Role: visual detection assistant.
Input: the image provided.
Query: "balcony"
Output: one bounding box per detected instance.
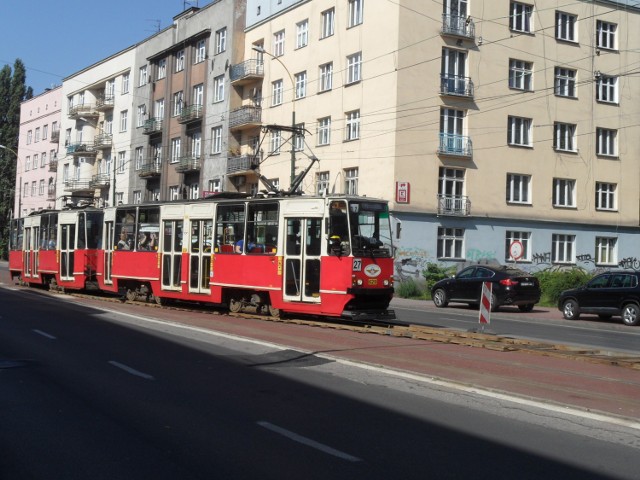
[230,58,264,85]
[229,105,262,130]
[93,133,113,150]
[142,118,162,135]
[67,143,96,157]
[438,133,473,158]
[64,180,93,192]
[69,103,100,119]
[89,173,110,188]
[440,13,476,40]
[227,155,258,175]
[440,74,473,98]
[438,194,471,217]
[96,93,115,112]
[138,161,162,178]
[178,105,202,123]
[176,155,201,173]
☆ ☆ ☆
GIVEN PROBLEM:
Recast the records above as a two-column CSV whose header row is request,response. Give one row per record, with its text and its answer each in a single quoted field and line breaks replaced by spaces, and leave the pictures out.

REPLY TO THE TASK:
request,response
"Role: visual detection assistant. Input: the image provided. Query: ""balcony"" Output: one bounding box per detected instance.","[230,58,264,85] [229,105,262,130] [93,133,113,150] [142,118,162,135] [67,143,96,157] [438,133,473,158] [64,180,93,192] [69,103,100,119] [89,173,110,188] [440,13,476,40] [227,155,258,175] [440,74,473,98] [438,194,471,217] [96,93,115,112] [138,161,162,178] [178,105,202,123] [176,155,201,173]"